-- Challenge --
Format each line of the data below as one string in a JSON list, skipping any blank lines and leaving out the pictures.
## BEGIN
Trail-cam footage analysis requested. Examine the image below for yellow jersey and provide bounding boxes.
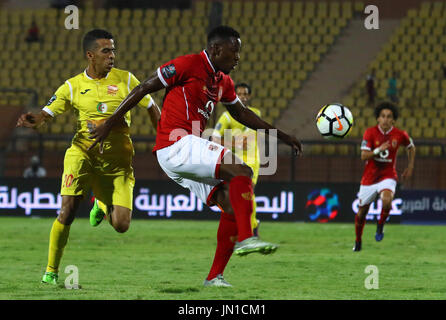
[43,68,153,151]
[213,107,261,170]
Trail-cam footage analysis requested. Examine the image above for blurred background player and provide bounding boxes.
[17,29,160,284]
[212,83,261,237]
[353,102,415,251]
[90,26,302,287]
[23,155,46,178]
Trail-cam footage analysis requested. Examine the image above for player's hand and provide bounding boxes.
[379,141,390,152]
[16,112,37,129]
[401,167,413,180]
[88,121,111,154]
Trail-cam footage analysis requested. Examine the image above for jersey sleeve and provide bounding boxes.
[402,131,415,149]
[156,56,196,87]
[127,72,153,109]
[43,81,73,117]
[221,76,238,104]
[361,129,373,151]
[213,111,231,137]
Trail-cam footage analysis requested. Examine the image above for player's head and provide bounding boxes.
[375,102,398,131]
[206,26,241,74]
[82,29,115,73]
[235,82,251,106]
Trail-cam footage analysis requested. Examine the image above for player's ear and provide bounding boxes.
[85,50,94,60]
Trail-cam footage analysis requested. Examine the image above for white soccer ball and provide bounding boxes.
[316,103,353,139]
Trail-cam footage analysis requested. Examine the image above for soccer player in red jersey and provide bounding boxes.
[90,26,302,286]
[353,102,415,251]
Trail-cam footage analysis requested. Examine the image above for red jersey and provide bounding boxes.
[361,125,413,186]
[153,50,238,151]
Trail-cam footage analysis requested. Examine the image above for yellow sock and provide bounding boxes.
[46,219,70,272]
[251,195,259,230]
[96,199,108,214]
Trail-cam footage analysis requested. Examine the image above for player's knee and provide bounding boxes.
[382,199,392,211]
[113,222,130,233]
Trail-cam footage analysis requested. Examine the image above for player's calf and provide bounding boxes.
[109,205,132,233]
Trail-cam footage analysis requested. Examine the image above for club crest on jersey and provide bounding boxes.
[96,102,107,113]
[161,64,177,79]
[107,84,118,96]
[198,101,214,120]
[392,139,398,149]
[46,95,57,106]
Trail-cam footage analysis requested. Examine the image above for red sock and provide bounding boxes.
[355,215,365,242]
[206,211,237,280]
[229,176,254,242]
[378,209,390,224]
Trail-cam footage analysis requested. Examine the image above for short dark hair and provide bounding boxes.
[82,29,113,53]
[235,82,251,94]
[375,101,398,120]
[208,26,240,45]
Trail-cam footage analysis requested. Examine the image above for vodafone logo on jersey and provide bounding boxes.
[107,84,118,96]
[96,102,107,113]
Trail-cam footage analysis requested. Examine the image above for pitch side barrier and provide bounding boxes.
[0,178,446,223]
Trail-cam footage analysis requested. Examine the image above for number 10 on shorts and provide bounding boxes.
[62,174,73,188]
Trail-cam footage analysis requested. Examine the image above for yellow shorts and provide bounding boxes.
[249,165,259,185]
[61,144,135,210]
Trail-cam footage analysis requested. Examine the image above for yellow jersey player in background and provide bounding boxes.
[212,83,260,237]
[17,29,160,284]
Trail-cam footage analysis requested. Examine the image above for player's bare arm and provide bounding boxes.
[361,141,390,161]
[88,72,164,150]
[16,111,52,129]
[401,146,415,179]
[226,101,302,155]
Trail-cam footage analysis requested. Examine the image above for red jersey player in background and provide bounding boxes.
[353,102,415,251]
[90,26,302,287]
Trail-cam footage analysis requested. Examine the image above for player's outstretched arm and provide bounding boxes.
[147,98,161,129]
[361,141,390,161]
[401,146,415,179]
[88,72,164,153]
[226,101,302,155]
[16,111,52,129]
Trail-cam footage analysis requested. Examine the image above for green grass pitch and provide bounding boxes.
[0,218,446,300]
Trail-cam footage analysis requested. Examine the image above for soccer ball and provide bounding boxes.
[316,103,353,139]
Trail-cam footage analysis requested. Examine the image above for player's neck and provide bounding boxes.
[85,65,108,79]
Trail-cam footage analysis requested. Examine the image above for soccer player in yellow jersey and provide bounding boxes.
[212,83,260,236]
[17,29,160,284]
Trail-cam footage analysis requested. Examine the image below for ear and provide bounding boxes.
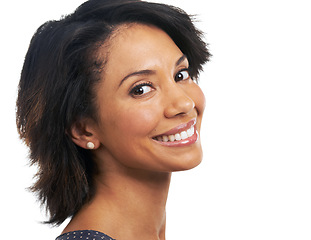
[69,119,100,149]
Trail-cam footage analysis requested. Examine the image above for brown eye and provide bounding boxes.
[130,83,152,96]
[175,69,190,82]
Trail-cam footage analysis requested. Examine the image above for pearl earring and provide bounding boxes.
[86,142,95,149]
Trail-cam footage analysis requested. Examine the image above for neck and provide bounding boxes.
[66,163,171,240]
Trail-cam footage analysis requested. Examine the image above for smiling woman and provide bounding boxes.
[17,0,209,240]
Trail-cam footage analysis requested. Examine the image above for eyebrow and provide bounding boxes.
[119,54,187,87]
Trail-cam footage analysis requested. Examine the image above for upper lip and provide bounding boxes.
[156,118,197,137]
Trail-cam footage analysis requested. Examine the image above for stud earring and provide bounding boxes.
[86,142,95,149]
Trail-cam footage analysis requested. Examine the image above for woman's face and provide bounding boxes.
[94,24,205,172]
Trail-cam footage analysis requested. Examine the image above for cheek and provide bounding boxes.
[188,84,206,116]
[113,104,160,138]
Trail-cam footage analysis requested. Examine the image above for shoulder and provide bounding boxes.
[56,230,115,240]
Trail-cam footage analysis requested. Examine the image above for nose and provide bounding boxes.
[164,83,195,118]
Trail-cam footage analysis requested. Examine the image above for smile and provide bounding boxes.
[153,119,199,147]
[156,126,194,142]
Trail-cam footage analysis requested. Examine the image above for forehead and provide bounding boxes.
[102,24,182,77]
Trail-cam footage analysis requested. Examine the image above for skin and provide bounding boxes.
[67,24,205,240]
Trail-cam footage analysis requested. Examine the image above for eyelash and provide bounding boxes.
[130,68,190,97]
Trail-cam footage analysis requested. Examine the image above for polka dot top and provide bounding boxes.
[56,230,115,240]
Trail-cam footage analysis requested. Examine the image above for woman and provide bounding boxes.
[17,0,209,240]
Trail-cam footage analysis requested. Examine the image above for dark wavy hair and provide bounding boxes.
[16,0,210,225]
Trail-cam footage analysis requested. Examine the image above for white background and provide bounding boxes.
[0,0,311,240]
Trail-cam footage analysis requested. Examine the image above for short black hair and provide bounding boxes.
[16,0,210,225]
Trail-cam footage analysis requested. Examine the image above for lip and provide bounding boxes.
[152,118,199,147]
[155,118,197,137]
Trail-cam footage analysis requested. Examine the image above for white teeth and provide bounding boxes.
[168,135,175,142]
[157,126,194,142]
[175,133,181,141]
[180,131,188,140]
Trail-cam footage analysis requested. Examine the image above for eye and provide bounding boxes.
[175,69,190,82]
[130,83,152,96]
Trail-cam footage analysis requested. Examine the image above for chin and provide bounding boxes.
[172,152,203,172]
## END
-- Task response --
[
  "Trail-cam footage analysis requested. Examine the image below for yellow jersey and provide bounding boxes.",
  "[43,68,153,151]",
  "[213,107,261,170]",
  "Trail-cam footage analysis requested. Examine the image above for blurred background player and provide bounding boxes.",
  "[17,29,160,284]",
  "[212,83,261,237]",
  "[353,102,415,251]",
  "[90,26,302,287]",
  "[23,155,46,178]",
  "Trail-cam footage analysis requested. Examine the image above for player's hand and provide bounding boxes.",
  "[379,141,390,152]",
  "[16,112,37,129]",
  "[401,167,413,180]",
  "[88,121,111,154]",
  "Trail-cam footage analysis requested. Examine the image above for jersey sleeve and provide bounding boxes.",
  "[402,131,415,149]",
  "[156,56,196,87]",
  "[127,72,153,109]",
  "[43,81,73,117]",
  "[221,76,238,104]",
  "[361,129,373,151]",
  "[213,111,231,137]",
  "Trail-cam footage analysis requested. Examine the image above for player's head and provide bounding boxes.",
  "[375,102,398,131]",
  "[206,26,241,74]",
  "[82,29,115,73]",
  "[235,82,251,106]",
  "Trail-cam footage analysis requested. Examine the image above for player's ear and provide bounding boxes.",
  "[85,50,94,60]",
  "Trail-cam footage analysis requested. Examine the image above for white soccer ball and provide bounding boxes.",
  "[316,103,353,139]",
  "Trail-cam footage analysis requested. Examine the image above for soccer player in red jersey and provide bounding boxes.",
  "[90,26,302,286]",
  "[353,102,415,251]",
  "Trail-cam footage analysis requested. Examine the image above for red jersey and provide bounding boxes.",
  "[361,125,413,186]",
  "[153,50,238,151]",
  "Trail-cam footage analysis requested. Examine the image above for yellow sock and provide bounding boxes.",
  "[46,219,70,272]",
  "[251,195,259,230]",
  "[96,199,108,214]",
  "Trail-cam footage analysis requested. Examine the image above for player's knee and provide bounding boxes.",
  "[382,199,392,211]",
  "[113,222,130,233]",
  "Trail-cam footage analysis requested. Examine the image above for player's calf and provide bounding boxes.",
  "[109,205,132,233]",
  "Trail-cam footage analysis requested. Examine the image above for club crest on jersey and provide bounding boxes.",
  "[96,102,107,113]",
  "[161,64,177,79]",
  "[107,84,118,96]",
  "[198,101,214,120]",
  "[392,139,398,149]",
  "[46,95,57,106]",
  "Trail-cam footage analysis requested. Examine the image above for red sock and provide bounding boxes.",
  "[355,215,365,242]",
  "[206,211,237,280]",
  "[229,176,254,242]",
  "[378,209,390,224]",
  "Trail-cam footage analysis requested. Examine the image above for short dark hair and provide bounding boxes.",
  "[82,29,113,53]",
  "[235,82,251,94]",
  "[375,101,398,120]",
  "[208,26,240,45]",
  "Trail-cam footage analysis requested. Examine the image above for vodafone logo on jersey and provide bounding boxes.",
  "[107,84,118,96]",
  "[96,102,107,113]",
  "Trail-cam footage analysis requested. Examine the image above for pitch side barrier and provide bounding boxes.",
  "[0,178,446,223]",
  "Trail-cam footage analysis requested. Examine the image above for number 10 on shorts and provide bounding boxes.",
  "[62,174,73,188]",
  "Trail-cam footage analysis requested. Examine the image above for yellow shorts and provide bounding boxes.",
  "[249,165,259,185]",
  "[61,144,135,210]",
  "Trail-cam footage analysis requested. Examine the image above for yellow jersey player in background and provide bounding boxes.",
  "[212,83,260,237]",
  "[17,29,160,284]",
  "Trail-cam footage analysis requested. Examine the image above for player's bare arm and provide bounding boxes.",
  "[361,141,390,161]",
  "[88,72,164,150]",
  "[16,111,52,129]",
  "[401,146,415,179]",
  "[226,101,302,155]",
  "Trail-cam footage analysis requested. Examine the image above for red jersey player in background and provide bounding boxes.",
  "[353,102,415,251]",
  "[90,26,302,287]",
  "Trail-cam footage analysis requested. Examine the image above for player's outstretched arm and provide bounding boxes.",
  "[147,98,161,129]",
  "[361,141,390,161]",
  "[401,146,415,179]",
  "[88,72,164,153]",
  "[226,101,302,155]",
  "[16,111,52,129]",
  "Trail-cam footage analysis requested. Examine the image above for green grass pitch and provide bounding boxes.",
  "[0,218,446,300]",
  "Trail-cam footage analysis requested. Examine the image above for soccer ball and provide bounding boxes.",
  "[316,103,353,139]",
  "Trail-cam footage analysis requested. Examine the image above for player's neck and provide bounding boxes.",
  "[85,65,108,79]",
  "Trail-cam footage analysis requested. Examine the image above for soccer player in yellow jersey and provide bounding boxes.",
  "[212,83,260,236]",
  "[17,29,160,284]",
  "Trail-cam footage analysis requested. Examine the image below for ear and provide bounding boxes.",
  "[69,119,100,149]",
  "Trail-cam footage analysis requested. Examine the image above for brown eye and provide bounding boxes.",
  "[130,83,152,96]",
  "[175,69,190,82]",
  "Trail-cam footage analysis requested. Examine the image above for pearl earring and provide bounding boxes.",
  "[86,142,95,149]",
  "Trail-cam footage analysis requested. Examine the image above for neck and provide bounding boxes.",
  "[66,163,171,240]",
  "Trail-cam footage analysis requested. Examine the image above for smiling woman and provide bounding boxes.",
  "[17,0,209,240]",
  "Trail-cam footage analysis requested. Examine the image above for eyebrow and provide bounding boxes.",
  "[119,54,187,87]",
  "Trail-cam footage analysis requested. Examine the image above for upper lip and provide bounding boxes.",
  "[156,118,197,137]",
  "Trail-cam footage analysis requested. Examine the image above for stud earring and provide bounding boxes.",
  "[86,142,95,149]",
  "Trail-cam footage analysis requested. Examine the image above for woman's face and provide bounding boxes.",
  "[94,24,205,172]",
  "Trail-cam footage analysis requested. Examine the image above for cheek and provide bounding boxes.",
  "[188,84,206,116]",
  "[113,104,160,138]",
  "Trail-cam footage analysis requested. Examine the image above for shoulder and provide bounding boxes.",
  "[56,230,115,240]",
  "Trail-cam footage analysis requested. Examine the image above for nose and provide bounding boxes.",
  "[164,83,195,118]",
  "Trail-cam footage analysis requested. Examine the image above for smile and provide bounding boxes.",
  "[153,119,199,147]",
  "[156,126,194,142]",
  "Trail-cam footage analysis requested. Examine the image above for forehead and provide bounding boxes.",
  "[102,24,182,77]",
  "Trail-cam footage analysis requested. Examine the image above for skin and provide bounding boxes.",
  "[67,24,205,240]",
  "Trail-cam footage analysis requested. Examine the image above for eyelash and provide bounding boxes.",
  "[130,68,190,97]",
  "Trail-cam footage analysis requested. Examine the image above for polka dot top and provide bounding boxes.",
  "[56,230,115,240]",
  "Trail-cam footage analysis requested. Examine the image above for woman and provide bounding boxes.",
  "[17,0,209,240]",
  "Trail-cam footage analysis requested. Examine the image above for dark wavy hair and provide bounding boxes.",
  "[16,0,210,225]",
  "Trail-cam footage analysis requested. Examine the image above for white background and provide bounding boxes.",
  "[0,0,311,240]",
  "Trail-cam footage analysis requested. Examine the image above for short black hair and provide bounding boxes.",
  "[16,0,210,225]",
  "Trail-cam footage analysis requested. Examine the image above for lip and provide bounding boxes.",
  "[152,118,199,147]",
  "[155,118,197,137]",
  "Trail-cam footage analysis requested. Examine the image above for white teeth and provide bounding boxes.",
  "[168,135,175,142]",
  "[157,126,194,142]",
  "[175,133,181,141]",
  "[180,131,188,140]",
  "Trail-cam footage analysis requested. Examine the image above for eye and provide bounding boxes.",
  "[175,69,190,82]",
  "[130,83,152,96]",
  "Trail-cam footage analysis requested. Examine the image above for chin and provide bounding boxes.",
  "[172,152,203,172]"
]